EXTRACT TO READ »
Re: Next version of the LOD cloud diagram. Please provide input, so that your dataset is included. from Dan Brickley on 2010-09-04 (public-lod@w3.org from September 2010)

From: Dan Brickley <danbri@danbri.org>
Date: Sat, 4 Sep 2010 11:32:59 +0200
To: Anja Jentzsch <anja@anjeve.de>
Cc: "public-lod@w3.org" <public-lod@w3.org>, Thomas Baker <tbaker@tbaker.de>
Message-ID: <AANLkTimRnHp8x3H37Mk=Ha8j+DL9KNXbeAuKyoK++1OJ@mail.gmail.com>

On Thu, Sep 2, 2010 at 8:10 PM, Anja Jentzsch <anja@anjeve.de> wrote:
> Hi all,
>
> we are in the process of drawing the next version of the LOD cloud diagram.
> This time it is likely to contain around 180 datasets altogether having a
> size of around 20 billion RDF triples.
>
> For drawing the next version of the LOD cloud, we have started to collect
> meta-information about the datasets to be included on CKAN, a registry of
> open data and content packages provided by the Open Knowledge Foundation.
>
> The list of datasets about which we have already collected information is be
> found here:
>
> http://www4.wiwiss.fu-berlin.de/lodcloud/
>
> In addition to basic meta-information about a dataset such as its size and
> the number of links pointing at other datasets, we also collect additional
> meta-information about the license of the dataset, alternative access
> options like SPARQL endpoints or dataset dumps, and whether there exist a
> voiD description of the dataset or a Semantic Web Sitemap.
>
> So if your dataset is not listed yet and you want to have it included into
> the next version of the LOD cloud, please add it to CKAN until next
> Wednesday (September 8th, 2010).
>
> Also, if we have collected wrong information about your dataset or if your
> dataset is only partially described up till now, it would be great if you
> could add the missing information.

SHORT PROBLEM A »
Write out the part of the mailing list message about the LOD cloud diagram that starts at "Re: Next version" and ends at "billion RDF triples.".

PROVIDED RECORDS »
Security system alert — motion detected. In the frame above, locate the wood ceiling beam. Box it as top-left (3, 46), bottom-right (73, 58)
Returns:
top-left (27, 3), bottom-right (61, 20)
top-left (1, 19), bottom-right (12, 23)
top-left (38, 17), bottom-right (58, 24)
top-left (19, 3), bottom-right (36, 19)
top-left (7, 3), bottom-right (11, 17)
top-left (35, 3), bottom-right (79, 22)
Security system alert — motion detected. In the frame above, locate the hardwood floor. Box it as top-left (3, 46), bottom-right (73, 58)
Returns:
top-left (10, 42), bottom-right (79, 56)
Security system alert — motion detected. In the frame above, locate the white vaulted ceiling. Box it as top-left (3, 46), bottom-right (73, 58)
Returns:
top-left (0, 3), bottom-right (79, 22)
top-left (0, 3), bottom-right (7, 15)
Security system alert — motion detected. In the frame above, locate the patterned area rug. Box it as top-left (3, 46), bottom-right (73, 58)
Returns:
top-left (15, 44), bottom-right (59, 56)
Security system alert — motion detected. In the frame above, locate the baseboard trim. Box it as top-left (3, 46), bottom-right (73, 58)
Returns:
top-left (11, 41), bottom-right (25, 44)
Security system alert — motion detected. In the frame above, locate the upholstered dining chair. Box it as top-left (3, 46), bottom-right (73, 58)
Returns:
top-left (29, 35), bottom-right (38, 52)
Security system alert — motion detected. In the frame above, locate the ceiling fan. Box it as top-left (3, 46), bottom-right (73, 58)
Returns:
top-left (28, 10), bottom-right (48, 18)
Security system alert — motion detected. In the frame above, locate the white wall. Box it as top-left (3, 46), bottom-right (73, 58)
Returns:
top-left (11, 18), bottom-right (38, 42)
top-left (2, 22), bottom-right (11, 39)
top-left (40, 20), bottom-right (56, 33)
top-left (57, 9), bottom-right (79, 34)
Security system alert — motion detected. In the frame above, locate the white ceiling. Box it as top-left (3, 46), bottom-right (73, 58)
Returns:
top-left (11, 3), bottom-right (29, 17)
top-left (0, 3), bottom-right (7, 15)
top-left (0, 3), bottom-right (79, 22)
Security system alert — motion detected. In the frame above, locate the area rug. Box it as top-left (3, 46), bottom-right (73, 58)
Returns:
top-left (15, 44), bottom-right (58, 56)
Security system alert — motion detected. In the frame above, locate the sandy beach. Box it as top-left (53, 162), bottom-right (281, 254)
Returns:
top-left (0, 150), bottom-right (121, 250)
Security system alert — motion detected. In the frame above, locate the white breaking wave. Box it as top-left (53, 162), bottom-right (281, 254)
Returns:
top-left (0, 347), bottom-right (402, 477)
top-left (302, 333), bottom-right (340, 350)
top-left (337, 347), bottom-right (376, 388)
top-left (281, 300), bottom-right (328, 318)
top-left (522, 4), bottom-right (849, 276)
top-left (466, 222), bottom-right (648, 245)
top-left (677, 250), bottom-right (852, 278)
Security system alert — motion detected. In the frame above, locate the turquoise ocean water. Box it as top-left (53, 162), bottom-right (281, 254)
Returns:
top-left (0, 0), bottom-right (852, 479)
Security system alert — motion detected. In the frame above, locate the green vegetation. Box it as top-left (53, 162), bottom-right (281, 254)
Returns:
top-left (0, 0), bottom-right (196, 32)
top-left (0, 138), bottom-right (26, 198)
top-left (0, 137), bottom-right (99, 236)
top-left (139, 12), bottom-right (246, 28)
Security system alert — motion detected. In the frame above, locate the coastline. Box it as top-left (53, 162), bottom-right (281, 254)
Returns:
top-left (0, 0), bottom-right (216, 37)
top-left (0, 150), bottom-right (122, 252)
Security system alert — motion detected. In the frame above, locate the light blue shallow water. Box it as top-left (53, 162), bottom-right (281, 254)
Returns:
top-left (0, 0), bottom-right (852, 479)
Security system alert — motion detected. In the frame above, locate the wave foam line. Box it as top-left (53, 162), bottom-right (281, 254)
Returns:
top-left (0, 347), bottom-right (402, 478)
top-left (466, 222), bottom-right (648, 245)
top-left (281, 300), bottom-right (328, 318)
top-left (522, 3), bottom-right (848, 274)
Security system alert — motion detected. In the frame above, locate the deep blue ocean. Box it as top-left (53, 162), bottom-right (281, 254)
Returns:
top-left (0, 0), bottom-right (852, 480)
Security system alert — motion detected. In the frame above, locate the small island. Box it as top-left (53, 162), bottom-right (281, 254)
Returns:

SHORT PROBLEM B »
From the records, give again the lines starting at the line that contains "locate the deep" and ending at the line that contains "top-left (0, 0), bottom-right (852, 480)", including both of those lines.

EXERCISE SOLUTION A »
Re: Next version of the LOD cloud diagram. Please provide input, so that your dataset is included. from Dan Brickley on 2010-09-04 (public-lod@w3.org from September 2010)

From: Dan Brickley <danbri@danbri.org>
Date: Sat, 4 Sep 2010 11:32:59 +0200
To: Anja Jentzsch <anja@anjeve.de>
Cc: "public-lod@w3.org" <public-lod@w3.org>, Thomas Baker <tbaker@tbaker.de>
Message-ID: <AANLkTimRnHp8x3H37Mk=Ha8j+DL9KNXbeAuKyoK++1OJ@mail.gmail.com>

On Thu, Sep 2, 2010 at 8:10 PM, Anja Jentzsch <anja@anjeve.de> wrote:
> Hi all,
>
> we are in the process of drawing the next version of the LOD cloud diagram.
> This time it is likely to contain around 180 datasets altogether having a
> size of around 20 billion RDF triples.

EXERCISE SOLUTION B »
Security system alert — motion detected. In the frame above, locate the deep blue ocean. Box it as top-left (53, 162), bottom-right (281, 254)
Returns:
top-left (0, 0), bottom-right (852, 480)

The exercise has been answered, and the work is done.